* Begin Supplied data *

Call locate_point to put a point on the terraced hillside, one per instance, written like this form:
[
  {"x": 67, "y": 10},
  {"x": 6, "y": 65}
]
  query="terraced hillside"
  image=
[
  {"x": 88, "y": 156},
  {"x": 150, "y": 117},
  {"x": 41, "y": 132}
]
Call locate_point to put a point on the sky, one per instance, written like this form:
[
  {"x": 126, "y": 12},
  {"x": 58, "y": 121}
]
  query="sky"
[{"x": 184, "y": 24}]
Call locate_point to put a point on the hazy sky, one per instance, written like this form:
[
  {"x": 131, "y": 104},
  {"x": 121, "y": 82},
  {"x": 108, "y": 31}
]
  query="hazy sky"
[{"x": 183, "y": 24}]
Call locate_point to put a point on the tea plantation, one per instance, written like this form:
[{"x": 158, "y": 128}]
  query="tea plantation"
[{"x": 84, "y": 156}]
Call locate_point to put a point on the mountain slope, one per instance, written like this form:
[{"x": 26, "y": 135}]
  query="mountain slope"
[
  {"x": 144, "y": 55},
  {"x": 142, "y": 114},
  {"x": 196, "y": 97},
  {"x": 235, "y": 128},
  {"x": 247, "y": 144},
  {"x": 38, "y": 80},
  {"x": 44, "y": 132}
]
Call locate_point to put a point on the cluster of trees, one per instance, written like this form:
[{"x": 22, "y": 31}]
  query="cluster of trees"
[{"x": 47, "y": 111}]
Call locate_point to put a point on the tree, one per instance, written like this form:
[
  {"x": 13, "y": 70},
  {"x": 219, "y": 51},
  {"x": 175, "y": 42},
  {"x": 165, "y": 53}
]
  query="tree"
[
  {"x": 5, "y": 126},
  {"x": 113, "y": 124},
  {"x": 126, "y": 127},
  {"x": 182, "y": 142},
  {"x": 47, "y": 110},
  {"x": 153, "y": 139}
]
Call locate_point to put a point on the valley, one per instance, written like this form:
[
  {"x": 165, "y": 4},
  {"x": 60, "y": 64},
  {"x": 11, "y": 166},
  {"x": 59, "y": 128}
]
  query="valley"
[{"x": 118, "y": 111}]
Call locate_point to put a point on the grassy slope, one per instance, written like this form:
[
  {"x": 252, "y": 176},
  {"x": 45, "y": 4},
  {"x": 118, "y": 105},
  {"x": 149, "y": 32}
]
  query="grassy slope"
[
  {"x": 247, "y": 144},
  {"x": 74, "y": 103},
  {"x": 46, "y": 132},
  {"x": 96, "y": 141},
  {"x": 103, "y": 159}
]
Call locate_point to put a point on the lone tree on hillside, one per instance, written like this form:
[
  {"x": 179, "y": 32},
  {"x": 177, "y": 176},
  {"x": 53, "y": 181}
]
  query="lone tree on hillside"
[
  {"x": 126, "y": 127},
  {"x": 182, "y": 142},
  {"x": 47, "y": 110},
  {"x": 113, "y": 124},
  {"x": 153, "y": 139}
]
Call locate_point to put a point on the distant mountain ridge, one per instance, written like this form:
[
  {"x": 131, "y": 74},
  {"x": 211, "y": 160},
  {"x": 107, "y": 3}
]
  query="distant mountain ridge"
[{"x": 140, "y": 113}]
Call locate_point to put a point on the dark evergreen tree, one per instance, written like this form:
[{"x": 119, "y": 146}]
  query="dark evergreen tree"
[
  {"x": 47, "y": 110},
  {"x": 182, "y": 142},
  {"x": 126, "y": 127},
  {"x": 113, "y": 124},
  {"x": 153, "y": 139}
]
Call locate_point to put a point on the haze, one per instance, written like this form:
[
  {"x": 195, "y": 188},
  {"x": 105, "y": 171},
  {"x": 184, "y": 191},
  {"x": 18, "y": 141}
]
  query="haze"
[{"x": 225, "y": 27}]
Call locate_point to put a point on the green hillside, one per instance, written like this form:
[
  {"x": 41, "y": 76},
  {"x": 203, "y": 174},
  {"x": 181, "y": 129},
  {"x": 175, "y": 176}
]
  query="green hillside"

* End Supplied data *

Swap "one per instance" for "one for each match" everywhere it occurs in the records above, keeping every other part of the text unchanged.

*Complete answer:*
Call locate_point to put a point on the terraced hillside, one for each match, written like this form:
[
  {"x": 67, "y": 10},
  {"x": 6, "y": 65}
]
  query="terraced hillside"
  image=
[
  {"x": 88, "y": 156},
  {"x": 150, "y": 117},
  {"x": 41, "y": 132}
]
Call locate_point to put a point on the sky, one for each match, written like this form:
[
  {"x": 126, "y": 12},
  {"x": 58, "y": 121}
]
  query="sky"
[{"x": 184, "y": 24}]
Call locate_point to put a point on the hazy sky, one for each match, written like this form:
[
  {"x": 131, "y": 104},
  {"x": 121, "y": 82},
  {"x": 108, "y": 31}
]
  query="hazy sky"
[{"x": 183, "y": 24}]
Call locate_point to put a point on the tea plantation, one for each match, written like this form:
[{"x": 158, "y": 128}]
  query="tea plantation"
[{"x": 84, "y": 156}]
Call locate_point to put a point on the mountain slope, one for each match, written like this form:
[{"x": 26, "y": 135}]
  query="mountain slope"
[
  {"x": 144, "y": 55},
  {"x": 142, "y": 114},
  {"x": 196, "y": 97},
  {"x": 235, "y": 128},
  {"x": 247, "y": 144},
  {"x": 38, "y": 80},
  {"x": 44, "y": 132}
]
Call locate_point to put a point on the cluster of trees, one for each match, written like this form:
[{"x": 22, "y": 31}]
  query="cluster of trees"
[{"x": 47, "y": 111}]
Call locate_point to put a point on the tree, one for each match, written like this form:
[
  {"x": 13, "y": 70},
  {"x": 219, "y": 51},
  {"x": 175, "y": 42},
  {"x": 165, "y": 53}
]
  query="tree"
[
  {"x": 5, "y": 126},
  {"x": 113, "y": 124},
  {"x": 126, "y": 127},
  {"x": 182, "y": 142},
  {"x": 47, "y": 110},
  {"x": 153, "y": 139}
]
Call locate_point to put a point on the valley, one for each match, written like this form:
[
  {"x": 165, "y": 4},
  {"x": 60, "y": 64},
  {"x": 11, "y": 166},
  {"x": 59, "y": 128}
]
  query="valley"
[{"x": 118, "y": 111}]
Call locate_point to put a point on the grassy slope, one for each match, written like this form:
[
  {"x": 252, "y": 176},
  {"x": 45, "y": 4},
  {"x": 118, "y": 105},
  {"x": 149, "y": 32}
]
  query="grassy slope"
[
  {"x": 247, "y": 144},
  {"x": 74, "y": 103},
  {"x": 46, "y": 132},
  {"x": 96, "y": 141},
  {"x": 103, "y": 159}
]
Call locate_point to put a point on the lone tree on hillside, one for each match, written like this form:
[
  {"x": 179, "y": 32},
  {"x": 177, "y": 176},
  {"x": 53, "y": 181}
]
  query="lone tree on hillside"
[
  {"x": 126, "y": 127},
  {"x": 182, "y": 142},
  {"x": 47, "y": 110},
  {"x": 113, "y": 124},
  {"x": 153, "y": 139}
]
Call locate_point to put a point on the distant mountain ridge, one for each match, written like this form:
[
  {"x": 131, "y": 74},
  {"x": 211, "y": 160},
  {"x": 107, "y": 3}
]
  query="distant mountain ridge"
[{"x": 140, "y": 113}]
Call locate_point to put a point on the dark evergreen tree, one for each match, written like this form:
[{"x": 119, "y": 146}]
  query="dark evergreen tree"
[
  {"x": 47, "y": 110},
  {"x": 182, "y": 142},
  {"x": 126, "y": 127},
  {"x": 113, "y": 124},
  {"x": 153, "y": 139}
]
Call locate_point to put a point on the haze, one for each match, written like this form:
[
  {"x": 195, "y": 188},
  {"x": 105, "y": 171},
  {"x": 184, "y": 191},
  {"x": 18, "y": 141}
]
  query="haze"
[{"x": 225, "y": 27}]
Call locate_point to put a point on the green hillside, one for each match, written like this form:
[
  {"x": 41, "y": 76},
  {"x": 203, "y": 174},
  {"x": 181, "y": 129},
  {"x": 175, "y": 176}
]
  query="green hillside"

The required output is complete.